### Task statement
Reproduce the lines of the records below, starting at the line that contains "TARGET: flag on pole" and ending at the final line of the records, with both ends included.

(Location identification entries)
|---|
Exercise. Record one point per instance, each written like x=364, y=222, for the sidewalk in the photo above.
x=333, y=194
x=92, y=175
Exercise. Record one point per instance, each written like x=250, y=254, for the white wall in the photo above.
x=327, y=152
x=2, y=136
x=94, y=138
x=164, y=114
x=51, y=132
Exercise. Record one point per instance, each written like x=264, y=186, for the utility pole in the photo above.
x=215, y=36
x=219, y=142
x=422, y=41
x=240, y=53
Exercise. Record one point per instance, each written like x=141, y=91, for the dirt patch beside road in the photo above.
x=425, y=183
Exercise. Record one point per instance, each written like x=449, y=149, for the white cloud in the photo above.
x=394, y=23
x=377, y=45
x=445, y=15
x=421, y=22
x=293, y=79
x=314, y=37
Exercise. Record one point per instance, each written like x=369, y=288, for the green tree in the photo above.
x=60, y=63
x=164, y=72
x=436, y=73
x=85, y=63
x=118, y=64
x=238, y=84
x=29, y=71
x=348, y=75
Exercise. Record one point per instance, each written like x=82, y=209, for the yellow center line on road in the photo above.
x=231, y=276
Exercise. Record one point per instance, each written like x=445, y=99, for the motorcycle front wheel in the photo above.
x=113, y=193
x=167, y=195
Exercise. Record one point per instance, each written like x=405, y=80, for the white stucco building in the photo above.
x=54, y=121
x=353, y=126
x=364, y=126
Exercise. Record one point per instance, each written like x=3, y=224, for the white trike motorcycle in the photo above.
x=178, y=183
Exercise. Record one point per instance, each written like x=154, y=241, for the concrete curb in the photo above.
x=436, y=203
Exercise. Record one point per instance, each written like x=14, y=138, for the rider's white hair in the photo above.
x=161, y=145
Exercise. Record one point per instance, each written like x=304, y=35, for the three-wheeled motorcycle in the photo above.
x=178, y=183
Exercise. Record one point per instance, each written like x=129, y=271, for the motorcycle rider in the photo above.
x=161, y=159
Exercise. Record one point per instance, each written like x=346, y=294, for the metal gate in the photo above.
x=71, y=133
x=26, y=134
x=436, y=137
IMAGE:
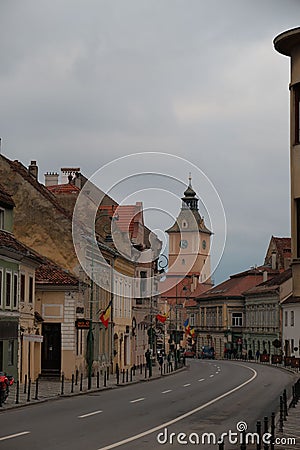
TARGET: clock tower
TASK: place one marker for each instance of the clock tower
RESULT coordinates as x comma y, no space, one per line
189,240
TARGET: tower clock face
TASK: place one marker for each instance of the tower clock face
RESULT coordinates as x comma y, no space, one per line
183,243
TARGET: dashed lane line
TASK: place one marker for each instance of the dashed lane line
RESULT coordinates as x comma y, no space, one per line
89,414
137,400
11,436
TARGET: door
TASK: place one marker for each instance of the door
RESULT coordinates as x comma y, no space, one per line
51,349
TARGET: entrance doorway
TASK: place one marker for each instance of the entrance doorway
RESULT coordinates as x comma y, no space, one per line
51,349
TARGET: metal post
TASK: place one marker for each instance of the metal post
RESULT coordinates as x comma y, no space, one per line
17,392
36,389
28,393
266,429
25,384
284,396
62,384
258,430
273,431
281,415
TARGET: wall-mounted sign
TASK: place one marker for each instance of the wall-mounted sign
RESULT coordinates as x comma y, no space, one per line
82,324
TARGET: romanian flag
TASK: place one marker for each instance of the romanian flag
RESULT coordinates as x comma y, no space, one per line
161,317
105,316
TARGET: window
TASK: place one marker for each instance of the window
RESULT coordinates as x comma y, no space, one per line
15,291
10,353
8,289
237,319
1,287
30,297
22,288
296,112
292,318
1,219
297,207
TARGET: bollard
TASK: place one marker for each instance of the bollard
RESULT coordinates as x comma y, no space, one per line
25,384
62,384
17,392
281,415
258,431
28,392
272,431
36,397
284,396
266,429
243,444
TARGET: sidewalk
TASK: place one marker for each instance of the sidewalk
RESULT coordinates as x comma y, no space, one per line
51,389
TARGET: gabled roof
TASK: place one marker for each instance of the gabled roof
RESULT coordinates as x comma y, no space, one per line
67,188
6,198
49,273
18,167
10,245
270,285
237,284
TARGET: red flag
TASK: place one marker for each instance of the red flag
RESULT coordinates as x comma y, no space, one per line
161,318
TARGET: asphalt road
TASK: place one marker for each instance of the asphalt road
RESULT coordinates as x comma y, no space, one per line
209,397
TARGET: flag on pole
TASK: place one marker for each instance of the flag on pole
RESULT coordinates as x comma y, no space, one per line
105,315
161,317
|---|
### Task response
TARGET: flag on pole
TASK: place one marker for each instance of the flag on pole
RESULT coordinates as x comma y, no space, one per line
105,315
161,317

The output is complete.